That sounds really good. Will have to see if I can get my far more technologically savvy spouse to figure out how to make that happen.
You know I did try requesting Chesterton from the library but that didn’t pan out. So I’m in a quandary wondering if I would really read it or not if I bought a copy. I mean, he is witty as all get out but it is hard to beat getting your life observations in story form great characters. Not that Chesterton doesn’t sound like quite the character. But the theology would likely feel like a bit of trudge, sometimes interesting - but certainly not up there with a good novel.
If I sound obsessed, I’ve spent most of my life looking for knowledge in prose form and now I feel like someone stumbling onto an oasis not realizing how thirsty he had been. I’ll probably be hanging out near the water for a while yet.
It’s actually called “distributism”. The best exposition of it comes from his book The Outline of Sanity. In essence, Chesterton objected to large concentrations of wealth/capital/power. He says,
There is less difference than many suppose between the ideal Socialist system, in which the big businesses are run by the State, and the present Capitalist system, in which the State is run by the big businesses. - Illustrated London News, Oct 27, 1928
Chesterton was a strong supporter of private property, and believed that property should be held privately by as many people as possible. When it concentrates, those who hold it use it against those who do not.

------

TASKS AND EXERCISES –
- A) According to the Chesterton discussion, which of his books gives the best exposition of distributism?
- B) Retype the part of the Chesterton discussion that opens with the words containing "You know I did" and closes with "a while yet.".

INFORMATION –
------

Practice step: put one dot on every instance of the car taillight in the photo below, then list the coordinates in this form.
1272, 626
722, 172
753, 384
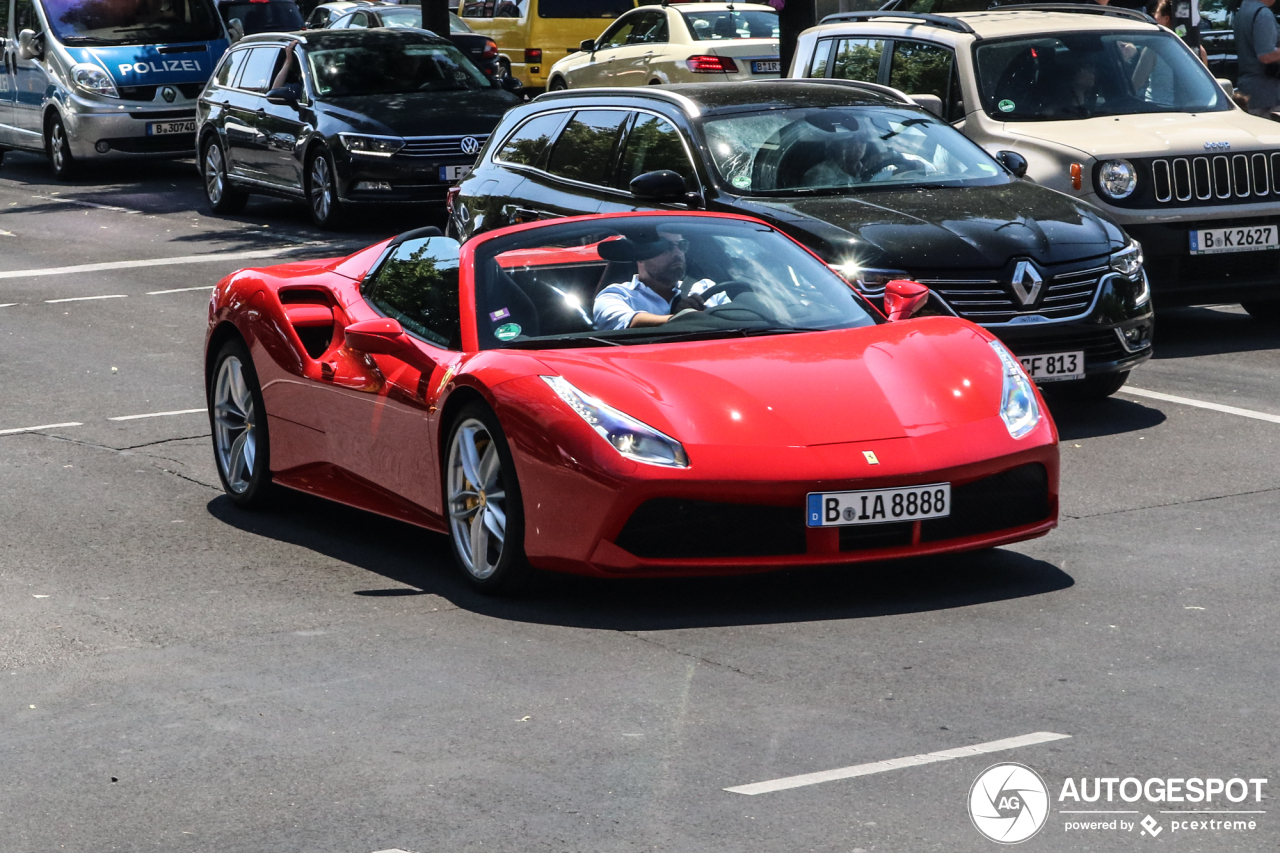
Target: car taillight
712, 65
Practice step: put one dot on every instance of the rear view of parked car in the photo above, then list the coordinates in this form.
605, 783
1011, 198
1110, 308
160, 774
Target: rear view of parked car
693, 42
87, 81
343, 117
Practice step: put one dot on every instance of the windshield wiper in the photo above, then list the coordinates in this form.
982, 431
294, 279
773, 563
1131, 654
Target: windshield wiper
551, 343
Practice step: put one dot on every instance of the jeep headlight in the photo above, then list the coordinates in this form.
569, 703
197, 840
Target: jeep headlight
1118, 178
627, 436
94, 80
1018, 406
373, 146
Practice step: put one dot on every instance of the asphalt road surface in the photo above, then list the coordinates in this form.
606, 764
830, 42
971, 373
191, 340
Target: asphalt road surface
179, 675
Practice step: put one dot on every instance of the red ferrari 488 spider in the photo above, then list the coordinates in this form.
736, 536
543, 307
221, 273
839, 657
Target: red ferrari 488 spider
626, 395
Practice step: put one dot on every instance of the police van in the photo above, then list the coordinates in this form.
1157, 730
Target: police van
90, 80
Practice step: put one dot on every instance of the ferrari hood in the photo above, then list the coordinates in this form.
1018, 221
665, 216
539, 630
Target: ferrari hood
946, 228
803, 389
1155, 133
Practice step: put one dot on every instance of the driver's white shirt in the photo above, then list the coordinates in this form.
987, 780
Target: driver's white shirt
617, 304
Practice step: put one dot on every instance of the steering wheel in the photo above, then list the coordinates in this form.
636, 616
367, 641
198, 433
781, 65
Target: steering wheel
734, 288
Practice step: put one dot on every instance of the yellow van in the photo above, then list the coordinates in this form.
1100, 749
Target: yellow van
534, 35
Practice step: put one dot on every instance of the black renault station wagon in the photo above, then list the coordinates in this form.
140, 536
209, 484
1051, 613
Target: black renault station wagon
876, 186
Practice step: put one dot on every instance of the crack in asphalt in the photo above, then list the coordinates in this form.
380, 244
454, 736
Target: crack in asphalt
1160, 506
689, 655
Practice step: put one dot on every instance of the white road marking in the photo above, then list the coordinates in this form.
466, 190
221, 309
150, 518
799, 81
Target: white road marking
895, 763
82, 299
1201, 404
31, 429
151, 261
159, 414
179, 290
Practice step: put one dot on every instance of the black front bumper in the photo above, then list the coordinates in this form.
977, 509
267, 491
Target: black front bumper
1182, 278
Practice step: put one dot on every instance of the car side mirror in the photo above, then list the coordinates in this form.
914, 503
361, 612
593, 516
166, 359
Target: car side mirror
382, 336
903, 299
1014, 162
663, 187
283, 96
30, 45
931, 103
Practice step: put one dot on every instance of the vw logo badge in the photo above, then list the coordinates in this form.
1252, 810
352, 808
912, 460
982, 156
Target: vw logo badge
1027, 282
1009, 803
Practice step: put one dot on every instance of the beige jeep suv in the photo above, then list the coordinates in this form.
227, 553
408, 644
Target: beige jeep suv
1104, 105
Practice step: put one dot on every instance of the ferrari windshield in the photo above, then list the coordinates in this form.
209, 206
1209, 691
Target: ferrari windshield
830, 150
1086, 74
132, 22
391, 65
653, 279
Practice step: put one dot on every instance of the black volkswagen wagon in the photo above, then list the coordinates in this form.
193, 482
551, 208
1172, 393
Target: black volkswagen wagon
343, 117
876, 186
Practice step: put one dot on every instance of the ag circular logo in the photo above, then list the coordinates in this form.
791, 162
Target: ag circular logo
1009, 803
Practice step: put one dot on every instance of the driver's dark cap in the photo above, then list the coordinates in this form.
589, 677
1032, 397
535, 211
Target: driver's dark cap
640, 246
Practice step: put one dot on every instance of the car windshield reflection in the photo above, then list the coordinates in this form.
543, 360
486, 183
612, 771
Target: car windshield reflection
654, 279
831, 150
1087, 74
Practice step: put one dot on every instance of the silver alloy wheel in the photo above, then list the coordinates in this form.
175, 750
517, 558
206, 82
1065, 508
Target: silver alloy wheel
56, 142
234, 433
320, 194
214, 173
478, 500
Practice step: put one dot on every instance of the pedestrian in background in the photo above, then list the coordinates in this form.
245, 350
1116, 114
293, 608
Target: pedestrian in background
1257, 53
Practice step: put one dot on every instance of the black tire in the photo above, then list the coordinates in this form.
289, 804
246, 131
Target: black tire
58, 147
504, 569
1264, 311
1096, 387
323, 201
237, 418
219, 192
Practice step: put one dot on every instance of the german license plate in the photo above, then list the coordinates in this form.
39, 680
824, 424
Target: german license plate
1054, 366
1211, 241
163, 128
878, 506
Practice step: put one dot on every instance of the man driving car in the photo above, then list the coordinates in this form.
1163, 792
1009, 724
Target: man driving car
653, 296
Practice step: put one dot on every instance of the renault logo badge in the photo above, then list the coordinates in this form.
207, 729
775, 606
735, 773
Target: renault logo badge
1027, 282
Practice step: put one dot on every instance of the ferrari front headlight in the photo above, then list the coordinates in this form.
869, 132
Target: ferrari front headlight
1018, 406
627, 436
94, 80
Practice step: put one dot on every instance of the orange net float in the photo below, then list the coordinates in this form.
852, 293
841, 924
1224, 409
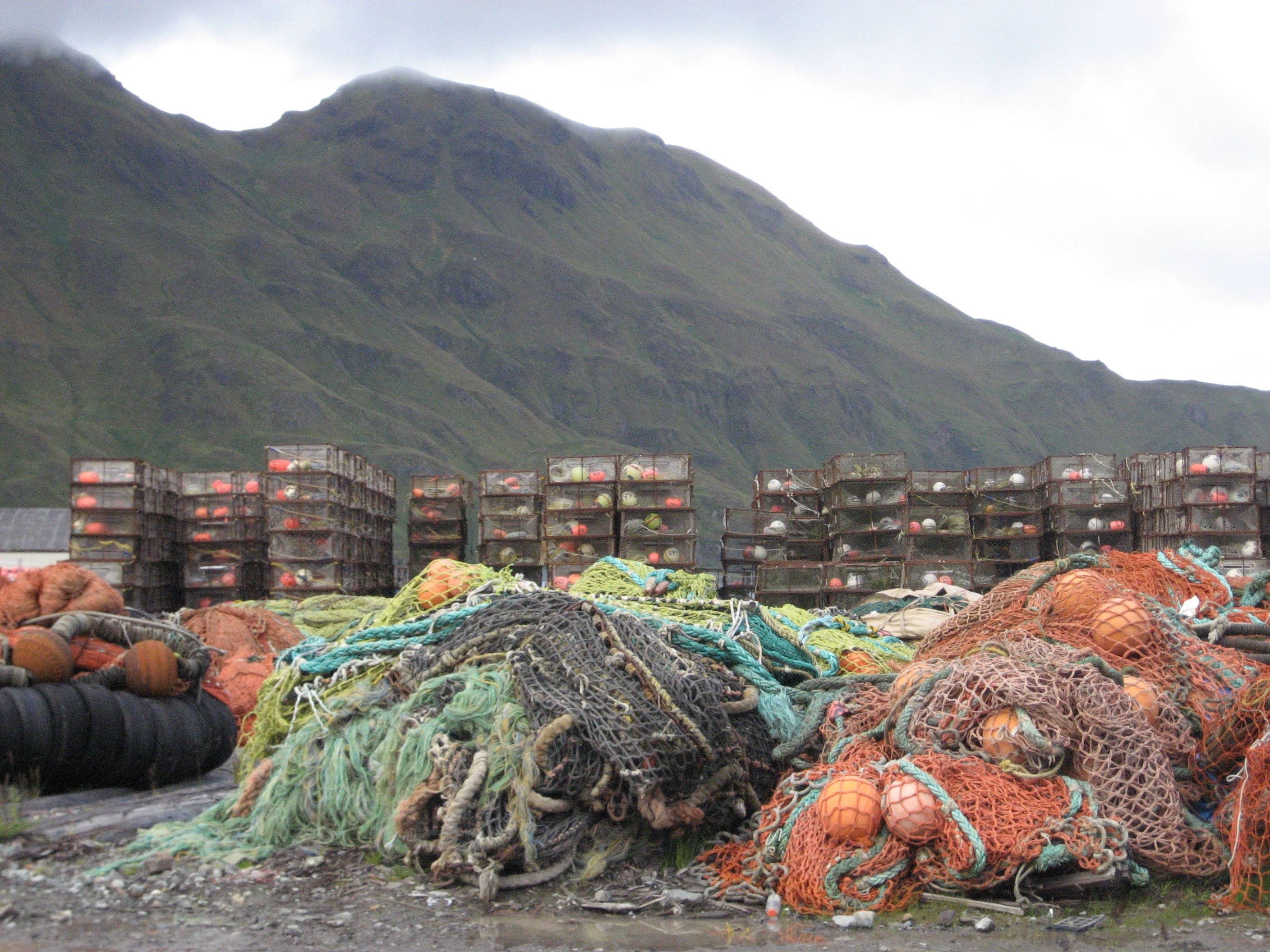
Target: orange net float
1145, 695
850, 809
1121, 626
911, 810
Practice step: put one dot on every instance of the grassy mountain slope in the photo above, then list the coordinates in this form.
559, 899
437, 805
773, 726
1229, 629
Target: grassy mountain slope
449, 279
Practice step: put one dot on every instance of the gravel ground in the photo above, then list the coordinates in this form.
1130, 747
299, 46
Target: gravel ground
309, 899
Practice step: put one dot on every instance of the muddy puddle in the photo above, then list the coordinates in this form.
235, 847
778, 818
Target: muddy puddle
614, 934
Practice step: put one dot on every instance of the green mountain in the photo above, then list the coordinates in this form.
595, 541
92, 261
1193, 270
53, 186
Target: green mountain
447, 279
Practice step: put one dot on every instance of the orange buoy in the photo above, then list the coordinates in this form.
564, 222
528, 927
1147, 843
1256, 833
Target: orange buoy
911, 677
1076, 595
150, 669
42, 653
911, 810
999, 737
1121, 626
1145, 693
850, 809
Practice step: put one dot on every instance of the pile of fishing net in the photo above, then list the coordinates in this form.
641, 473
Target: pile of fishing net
494, 733
1071, 719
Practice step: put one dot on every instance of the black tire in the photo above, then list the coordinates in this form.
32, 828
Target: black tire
37, 732
106, 735
140, 738
224, 732
72, 728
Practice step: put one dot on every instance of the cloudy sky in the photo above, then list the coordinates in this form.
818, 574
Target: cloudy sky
1096, 174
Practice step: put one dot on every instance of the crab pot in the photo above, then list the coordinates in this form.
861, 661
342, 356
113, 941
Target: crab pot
652, 523
1008, 525
661, 553
865, 466
510, 483
135, 574
1216, 490
1089, 518
314, 545
310, 517
938, 572
1210, 461
1059, 545
1008, 550
500, 553
658, 495
143, 500
427, 553
577, 525
310, 458
935, 546
115, 472
863, 577
294, 578
752, 549
939, 488
229, 576
582, 469
847, 546
423, 511
1003, 479
645, 467
431, 486
580, 551
107, 549
1079, 467
1087, 493
496, 528
868, 493
437, 532
224, 530
231, 507
875, 518
926, 521
581, 499
1028, 500
990, 573
754, 522
807, 550
789, 577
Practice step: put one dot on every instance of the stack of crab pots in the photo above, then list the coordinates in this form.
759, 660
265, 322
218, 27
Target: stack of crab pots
938, 530
224, 528
1207, 495
329, 516
751, 537
657, 523
578, 521
437, 520
1006, 522
796, 495
1087, 506
511, 521
126, 530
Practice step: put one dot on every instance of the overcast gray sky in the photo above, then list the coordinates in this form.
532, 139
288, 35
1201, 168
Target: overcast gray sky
1096, 174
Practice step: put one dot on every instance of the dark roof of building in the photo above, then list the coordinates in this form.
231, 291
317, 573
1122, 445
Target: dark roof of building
35, 530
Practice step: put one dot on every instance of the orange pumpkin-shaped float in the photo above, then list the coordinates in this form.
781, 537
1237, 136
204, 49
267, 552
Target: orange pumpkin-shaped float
1076, 595
150, 669
1121, 626
850, 809
1000, 737
42, 653
1145, 693
911, 810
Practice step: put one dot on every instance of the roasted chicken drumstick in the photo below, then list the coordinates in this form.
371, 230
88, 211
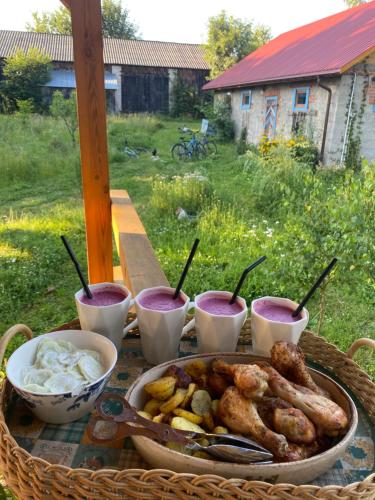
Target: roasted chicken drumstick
326, 415
289, 360
294, 424
240, 415
250, 380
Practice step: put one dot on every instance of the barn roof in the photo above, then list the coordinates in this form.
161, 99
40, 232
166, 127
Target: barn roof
325, 47
116, 51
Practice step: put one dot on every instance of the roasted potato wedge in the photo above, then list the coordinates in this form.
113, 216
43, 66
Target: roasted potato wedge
152, 407
215, 406
191, 389
144, 414
208, 422
161, 389
192, 417
159, 418
219, 429
174, 401
201, 402
182, 378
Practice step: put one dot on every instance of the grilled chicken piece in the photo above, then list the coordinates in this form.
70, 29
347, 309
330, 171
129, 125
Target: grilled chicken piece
326, 415
250, 380
294, 424
266, 407
289, 360
240, 415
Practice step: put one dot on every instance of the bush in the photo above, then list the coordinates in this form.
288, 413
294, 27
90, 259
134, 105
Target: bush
66, 109
25, 74
220, 118
301, 149
185, 99
192, 192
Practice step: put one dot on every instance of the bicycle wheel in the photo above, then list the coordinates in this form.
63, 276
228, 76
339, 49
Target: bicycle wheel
198, 152
179, 152
210, 147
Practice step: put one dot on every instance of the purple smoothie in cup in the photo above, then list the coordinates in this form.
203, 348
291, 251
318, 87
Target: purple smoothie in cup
161, 301
219, 306
104, 297
275, 312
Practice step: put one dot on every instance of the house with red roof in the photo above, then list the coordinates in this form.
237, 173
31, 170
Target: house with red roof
317, 80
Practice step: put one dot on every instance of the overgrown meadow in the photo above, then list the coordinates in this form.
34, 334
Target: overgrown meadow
241, 207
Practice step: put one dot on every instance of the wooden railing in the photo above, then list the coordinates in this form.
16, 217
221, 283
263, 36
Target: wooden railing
139, 266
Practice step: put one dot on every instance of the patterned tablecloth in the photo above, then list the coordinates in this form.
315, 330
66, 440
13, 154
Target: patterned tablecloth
70, 445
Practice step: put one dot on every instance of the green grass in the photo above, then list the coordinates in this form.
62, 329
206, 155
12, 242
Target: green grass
298, 220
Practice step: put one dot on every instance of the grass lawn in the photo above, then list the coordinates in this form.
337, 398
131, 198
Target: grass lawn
239, 216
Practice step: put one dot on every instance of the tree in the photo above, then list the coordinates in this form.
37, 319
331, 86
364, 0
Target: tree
116, 22
354, 3
24, 76
66, 109
230, 39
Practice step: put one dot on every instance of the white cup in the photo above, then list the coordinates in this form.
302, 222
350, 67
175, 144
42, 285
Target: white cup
265, 332
160, 331
217, 333
107, 320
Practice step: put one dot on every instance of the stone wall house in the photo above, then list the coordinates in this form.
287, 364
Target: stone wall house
318, 80
139, 74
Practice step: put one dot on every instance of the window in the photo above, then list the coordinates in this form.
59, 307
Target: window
246, 99
301, 99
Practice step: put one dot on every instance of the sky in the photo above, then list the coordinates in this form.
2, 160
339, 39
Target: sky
179, 21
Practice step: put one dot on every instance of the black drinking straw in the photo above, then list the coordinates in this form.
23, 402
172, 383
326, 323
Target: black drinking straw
316, 285
243, 277
78, 269
186, 269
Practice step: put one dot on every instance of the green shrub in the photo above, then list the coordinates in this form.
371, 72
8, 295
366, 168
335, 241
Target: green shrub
242, 142
220, 118
192, 192
25, 73
301, 149
185, 98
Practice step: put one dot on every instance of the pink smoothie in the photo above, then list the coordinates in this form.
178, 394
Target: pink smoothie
219, 306
161, 301
275, 312
104, 297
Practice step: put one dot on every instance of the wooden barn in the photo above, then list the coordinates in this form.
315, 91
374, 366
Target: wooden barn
139, 74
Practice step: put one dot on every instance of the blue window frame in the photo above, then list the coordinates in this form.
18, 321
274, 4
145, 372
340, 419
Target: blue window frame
245, 99
301, 98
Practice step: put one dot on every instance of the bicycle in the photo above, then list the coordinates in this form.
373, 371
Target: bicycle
191, 149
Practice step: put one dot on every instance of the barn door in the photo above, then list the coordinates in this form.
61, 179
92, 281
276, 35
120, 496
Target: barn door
271, 115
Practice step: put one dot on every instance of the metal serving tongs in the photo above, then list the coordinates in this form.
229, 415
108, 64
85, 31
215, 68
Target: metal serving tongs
116, 419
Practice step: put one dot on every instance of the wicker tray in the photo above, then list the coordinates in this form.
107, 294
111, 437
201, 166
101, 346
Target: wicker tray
34, 478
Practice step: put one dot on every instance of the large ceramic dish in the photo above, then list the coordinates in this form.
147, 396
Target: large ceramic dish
66, 407
301, 472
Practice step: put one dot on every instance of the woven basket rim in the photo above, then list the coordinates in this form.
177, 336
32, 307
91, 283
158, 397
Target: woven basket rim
357, 489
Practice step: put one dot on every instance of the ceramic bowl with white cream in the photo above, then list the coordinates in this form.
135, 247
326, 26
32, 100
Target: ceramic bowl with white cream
51, 402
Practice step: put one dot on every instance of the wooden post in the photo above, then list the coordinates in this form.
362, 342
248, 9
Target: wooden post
89, 71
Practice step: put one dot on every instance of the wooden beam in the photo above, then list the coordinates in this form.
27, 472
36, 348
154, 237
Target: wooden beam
66, 3
140, 267
89, 71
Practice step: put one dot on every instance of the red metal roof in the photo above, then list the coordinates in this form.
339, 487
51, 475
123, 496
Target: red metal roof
323, 47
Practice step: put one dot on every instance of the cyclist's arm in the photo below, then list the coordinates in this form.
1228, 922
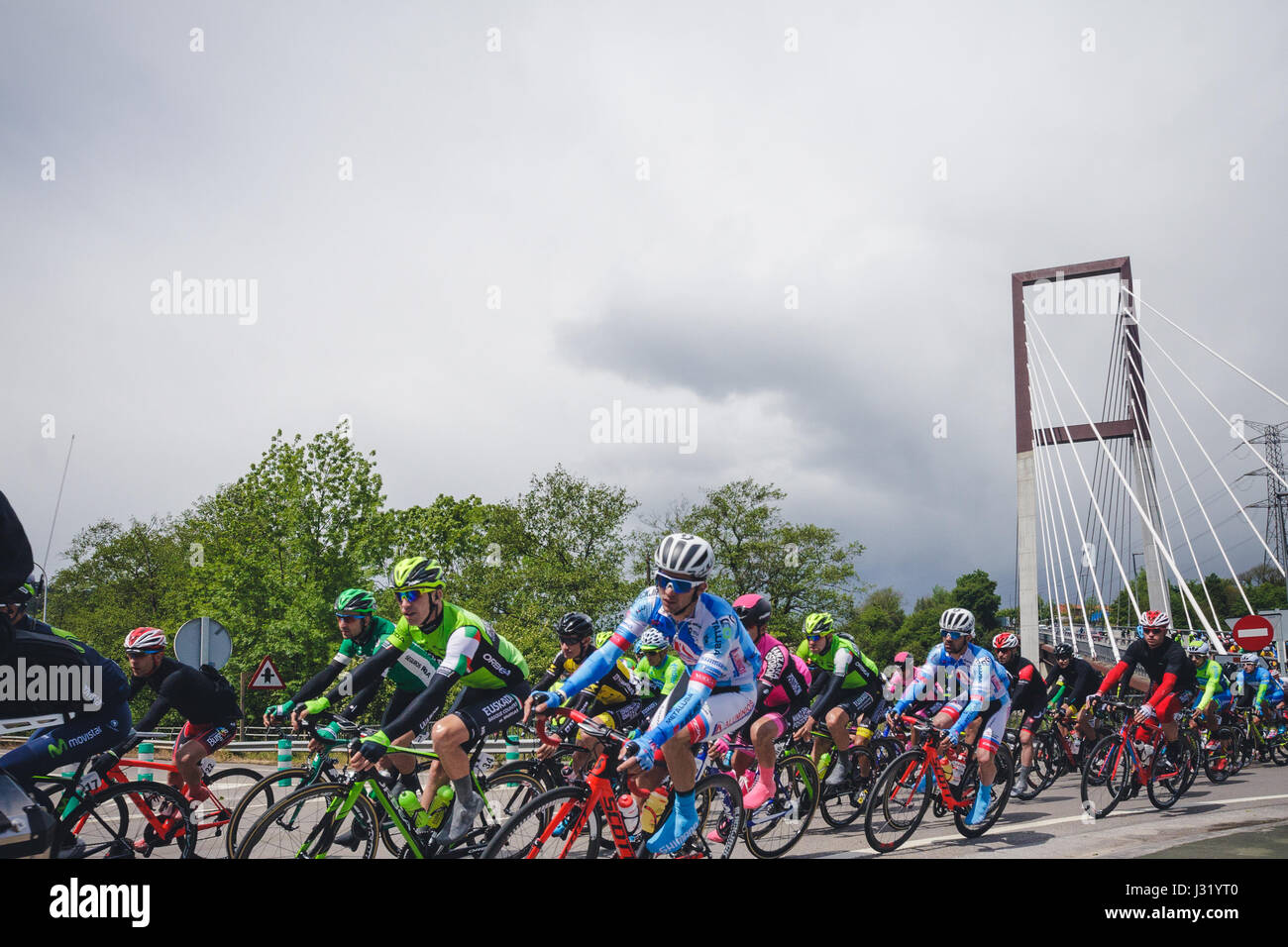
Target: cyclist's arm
1210, 690
149, 722
318, 682
355, 707
372, 671
827, 698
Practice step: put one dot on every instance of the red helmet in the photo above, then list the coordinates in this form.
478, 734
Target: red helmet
145, 641
1150, 621
752, 608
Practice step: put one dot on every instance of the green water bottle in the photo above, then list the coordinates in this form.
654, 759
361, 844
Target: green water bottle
438, 808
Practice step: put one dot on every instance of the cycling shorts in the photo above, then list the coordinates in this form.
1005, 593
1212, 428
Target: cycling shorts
720, 712
483, 711
209, 735
992, 732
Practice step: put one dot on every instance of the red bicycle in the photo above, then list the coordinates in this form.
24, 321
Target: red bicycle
919, 776
568, 821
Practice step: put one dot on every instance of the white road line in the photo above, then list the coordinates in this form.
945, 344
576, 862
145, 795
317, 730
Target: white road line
1026, 826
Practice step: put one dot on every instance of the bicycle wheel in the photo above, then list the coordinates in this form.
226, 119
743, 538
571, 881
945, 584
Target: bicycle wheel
900, 800
158, 821
841, 806
721, 818
969, 785
1106, 777
781, 822
1279, 746
257, 799
305, 823
553, 825
1168, 779
214, 814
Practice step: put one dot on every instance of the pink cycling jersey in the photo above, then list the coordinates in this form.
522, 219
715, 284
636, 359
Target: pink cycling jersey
785, 671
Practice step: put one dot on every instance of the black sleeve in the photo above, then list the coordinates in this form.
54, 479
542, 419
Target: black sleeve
370, 671
16, 561
318, 682
360, 701
154, 715
549, 678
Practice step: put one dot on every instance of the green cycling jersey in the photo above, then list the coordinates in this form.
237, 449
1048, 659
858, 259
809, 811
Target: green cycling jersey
473, 633
842, 656
413, 669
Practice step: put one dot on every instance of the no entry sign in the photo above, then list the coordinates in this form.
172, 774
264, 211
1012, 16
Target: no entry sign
1253, 631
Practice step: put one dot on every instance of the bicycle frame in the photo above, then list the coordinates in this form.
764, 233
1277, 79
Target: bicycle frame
601, 795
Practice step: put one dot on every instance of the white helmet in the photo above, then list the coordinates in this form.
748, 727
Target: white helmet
684, 554
957, 620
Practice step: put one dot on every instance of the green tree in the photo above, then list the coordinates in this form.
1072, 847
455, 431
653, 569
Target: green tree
800, 567
978, 592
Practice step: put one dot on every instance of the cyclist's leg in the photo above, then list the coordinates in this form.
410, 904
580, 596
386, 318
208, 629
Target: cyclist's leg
403, 762
201, 741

------

LIST OF SOLUTIONS –
- A) The Outline of Sanity.

- B)
You know I did try requesting Chesterton from the library but that didn’t pan out. So I’m in a quandary wondering if I would really read it or not if I bought a copy. I mean, he is witty as all get out but it is hard to beat getting your life observations in story form great characters. Not that Chesterton doesn’t sound like quite the character. But the theology would likely feel like a bit of trudge, sometimes interesting - but certainly not up there with a good novel.
If I sound obsessed, I’ve spent most of my life looking for knowledge in prose form and now I feel like someone stumbling onto an oasis not realizing how thirsty he had been. I’ll probably be hanging out near the water for a while yet.